• [PAGINA]
* * * *

Ik betreur dit, omdat u hier een kans mist om kinderrechters, raad voor de kinderbescherming, bureaus jeugdzorg en zorgaanbieders te laten horen wat ouders belangrijk vinden.
Hun werk heeft immers niet heel veel gemeen heeft met andere werkgebieden:

“De mening van moeder” in een raadsrapport geeft een andere mening weer dan de mening van die moeder. Dat is volgens de raad in orde, omdat het het rapport van de medewerker is.
Een kinderrechter geeft een beschikking waarin contact van een kind met zijn vader afhangt van “afronding” (?) van een communicatietraining voor de ouders.
Zelfgebreide ontzeggingsgrond: niet afronden van een training?
Een directeur van een zorgaanbieder schrijft aan een klachtencommissie dat de instelling nagaat of ”binnen de beroepsstandaard en opvattingen daarover en de beschikbare middelen, zoals caseload en gemiddelde kwaliteit van personeel, zorgvuldig is gehandeld.”

* * * *

• [OPDRACHT A]
Schrijf het stuk van de pagina van "Hun werk heeft" tot en met "van een training?" woord voor woord over.
• [OPDRACHT B]
Beantwoord deze vragen over de pagina en zet bij elk antwoord hetzelfde teken als bij de vraag.
(i) Waarvan laat de kinderrechter in zijn beschikking het contact van een kind met zijn vader afhangen?
(ii) Waarom vindt de raad het in orde dat "de mening van moeder" in een raadsrapport iets anders weergeeft dan de mening van die moeder?
(iii) Aan wie schrijft de directeur van een zorgaanbieder?
De regels spelen hierbij geen enkele rol.

• [AANGELEVERDE GEGEVENS]
* * * *

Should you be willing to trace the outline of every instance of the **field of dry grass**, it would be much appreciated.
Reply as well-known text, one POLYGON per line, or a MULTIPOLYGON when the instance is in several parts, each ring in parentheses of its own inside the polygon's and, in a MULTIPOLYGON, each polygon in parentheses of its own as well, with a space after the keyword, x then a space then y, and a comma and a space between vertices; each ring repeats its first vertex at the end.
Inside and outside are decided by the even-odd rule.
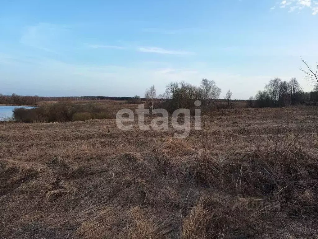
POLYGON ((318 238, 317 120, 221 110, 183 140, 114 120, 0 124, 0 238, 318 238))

* * * *

• [GESCHREVEN ANTWOORD A]
Hun werk heeft immers niet heel veel gemeen heeft met andere werkgebieden:

“De mening van moeder” in een raadsrapport geeft een andere mening weer dan de mening van die moeder. Dat is volgens de raad in orde, omdat het het rapport van de medewerker is.
Een kinderrechter geeft een beschikking waarin contact van een kind met zijn vader afhangt van “afronding” (?) van een communicatietraining voor de ouders.
Zelfgebreide ontzeggingsgrond: niet afronden van een training?

• [GESCHREVEN ANTWOORD B]
(i) Van "afronding" van een communicatietraining voor de ouders.
(ii) Omdat het het rapport van de medewerker is.
(iii) Aan een klachtencommissie.